→ **Text segment**
━━━━━━━━━━━━━━━━━━━━━━━━━━━━━━
Akoka, Quartet for the End of Time 

After Messiaen's Quartet for the End of Time

The Clarion Content correspondent attended the performance of David Krakauer's Akoka, Olivier Messiaen's Quartet for the End of Time, and Josh Dolgin aka DJ SoCalled's remix of Messiaen called Meanwhile. The performance was held Saturday on Duke University's campus at the Page Auditorium. It was performed by clarinetist David Krakauer, cellist Matt Haimovitz, violinist Todd Reynolds, and pianist Geoffrey Burleson. They were joined by DJ SoCalled for the final piece.

The show was seventy minutes of music straight through with fascinating and evocative lighting changes that are rare for a classical music concert. Messiaen wrote his piece during the darkest days of World War II, January 1941 when the Germans occupied nearly all of Europe. It is music written in at the nadir of a great crisis. Hope for the free world was dim. Henri Akoka was an Algerian Jewish clarinetist who played with Messiaen at the premier of his piece, in a German Prisoner of War camp, Stalag 8-A. Akoka was left behind when a music loving German guard released Messiaen and the two other French musicians to the collaborationist Vichy-French government. He later escaped and went on to a career as a character actor.

As for the music it was dissonant, anti-melodic, anti-harmonic, arrhythmic. The meter constant shifted and felt turbulent. Yet it was oddly and eerily coordinated; self-aware.

It was not the kind of music that one would want to hear at the end of the world. It was not comforting or soothing. It was more the sort of music that one might hear in one's head if one were a European who'd had classical music training and felt the end of the world was nigh. Regular sounds become disturbed, panicky, overly-rapid, then the mind seizes control of them again, marshals them ,imposes will, but dissonance and crazy thoughts and sounds seep through, then explode. The pace changes again, it slows to become mournful, baleful, somber, but still arrhythmic.

There were solos for each of the instruments. There was frenetic clarinet. The mournfulness of the cello was set against the piano played almost like doleful metronome. The musicians' faces held intense expressions as if the difficulty of what they were doing was almost physically painful. The meter changes and the anti-melodic discord made those looks vibe as if the players were fighting against their instruments and instincts. Within that, their ability to sync up what they were doing precisely with the timing of what someone else was doing was remarkable. How hard must it be, how inhuman and against the nature of the beat that thrums within our caveman souls must it be, to play against the musical instinct of rhythm and harmony. There was a tension between lack of tempo and the simultaneity of sound. The strain on the musicians was evident.
━━━━━━━━━━━━━━━━━━━━━━━━━━━━━━
→ **Problem statement**
Answer these questions using the concert review above:
1. Where was the performance held?
2. In what month and year did Messiaen write his piece?
3. Which instrument's mournful sound was set against the piano?

→ **Dataset**
━━━━━━━━━━━━━━━━━━━━━━━━━━━━━━
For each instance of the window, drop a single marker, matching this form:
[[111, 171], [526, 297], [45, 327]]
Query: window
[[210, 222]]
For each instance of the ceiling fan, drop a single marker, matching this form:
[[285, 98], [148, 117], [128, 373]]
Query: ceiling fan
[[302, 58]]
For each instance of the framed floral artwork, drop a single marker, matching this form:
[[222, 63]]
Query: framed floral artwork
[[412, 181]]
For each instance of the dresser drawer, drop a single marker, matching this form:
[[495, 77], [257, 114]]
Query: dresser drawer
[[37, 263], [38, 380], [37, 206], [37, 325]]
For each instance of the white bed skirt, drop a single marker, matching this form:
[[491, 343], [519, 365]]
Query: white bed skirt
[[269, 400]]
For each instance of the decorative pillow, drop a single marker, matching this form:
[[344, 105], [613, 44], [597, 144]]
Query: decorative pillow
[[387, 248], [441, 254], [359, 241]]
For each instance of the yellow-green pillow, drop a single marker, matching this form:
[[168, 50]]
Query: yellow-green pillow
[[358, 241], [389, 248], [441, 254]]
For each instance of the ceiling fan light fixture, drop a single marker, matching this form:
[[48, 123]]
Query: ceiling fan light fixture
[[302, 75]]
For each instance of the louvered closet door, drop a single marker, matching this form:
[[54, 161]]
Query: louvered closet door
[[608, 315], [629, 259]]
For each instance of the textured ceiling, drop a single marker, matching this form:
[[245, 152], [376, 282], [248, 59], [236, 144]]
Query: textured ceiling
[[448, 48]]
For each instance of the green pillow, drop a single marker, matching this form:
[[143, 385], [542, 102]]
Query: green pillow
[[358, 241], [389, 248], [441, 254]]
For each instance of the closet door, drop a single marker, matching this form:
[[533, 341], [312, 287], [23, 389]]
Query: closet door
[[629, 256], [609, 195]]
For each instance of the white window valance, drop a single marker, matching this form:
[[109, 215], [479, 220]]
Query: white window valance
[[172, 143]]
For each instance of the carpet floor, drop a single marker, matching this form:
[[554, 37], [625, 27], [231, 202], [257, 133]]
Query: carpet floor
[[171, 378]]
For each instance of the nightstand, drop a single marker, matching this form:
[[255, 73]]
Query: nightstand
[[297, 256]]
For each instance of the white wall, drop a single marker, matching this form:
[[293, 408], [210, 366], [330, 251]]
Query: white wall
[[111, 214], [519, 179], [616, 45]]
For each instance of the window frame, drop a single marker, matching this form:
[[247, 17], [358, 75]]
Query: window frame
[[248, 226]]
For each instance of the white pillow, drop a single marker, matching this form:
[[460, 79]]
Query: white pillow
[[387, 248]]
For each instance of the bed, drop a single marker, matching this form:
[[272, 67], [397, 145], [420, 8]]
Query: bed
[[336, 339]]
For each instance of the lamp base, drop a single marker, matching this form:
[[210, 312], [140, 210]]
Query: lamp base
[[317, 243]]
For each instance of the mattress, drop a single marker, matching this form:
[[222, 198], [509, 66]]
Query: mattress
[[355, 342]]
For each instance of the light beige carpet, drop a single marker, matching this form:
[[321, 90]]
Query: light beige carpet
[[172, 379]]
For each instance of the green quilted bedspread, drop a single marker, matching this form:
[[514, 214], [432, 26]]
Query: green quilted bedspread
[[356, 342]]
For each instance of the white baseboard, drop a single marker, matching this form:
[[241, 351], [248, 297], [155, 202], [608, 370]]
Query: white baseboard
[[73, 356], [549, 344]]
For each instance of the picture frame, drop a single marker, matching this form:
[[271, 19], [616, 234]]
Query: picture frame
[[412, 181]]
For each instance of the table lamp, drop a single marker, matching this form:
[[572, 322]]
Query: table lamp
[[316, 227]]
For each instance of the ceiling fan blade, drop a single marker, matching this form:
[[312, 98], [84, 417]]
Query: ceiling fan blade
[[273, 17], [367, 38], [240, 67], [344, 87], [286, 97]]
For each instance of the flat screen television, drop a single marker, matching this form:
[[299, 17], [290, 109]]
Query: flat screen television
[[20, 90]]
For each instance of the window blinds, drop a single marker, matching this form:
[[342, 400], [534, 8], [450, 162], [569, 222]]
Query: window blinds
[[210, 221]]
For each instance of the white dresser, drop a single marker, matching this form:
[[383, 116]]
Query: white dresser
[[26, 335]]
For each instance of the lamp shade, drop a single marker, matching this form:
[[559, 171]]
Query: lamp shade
━━━━━━━━━━━━━━━━━━━━━━━━━━━━━━
→ **Expected answer**
1. Page Auditorium, on Duke University's campus
2. January 1941
3. The cello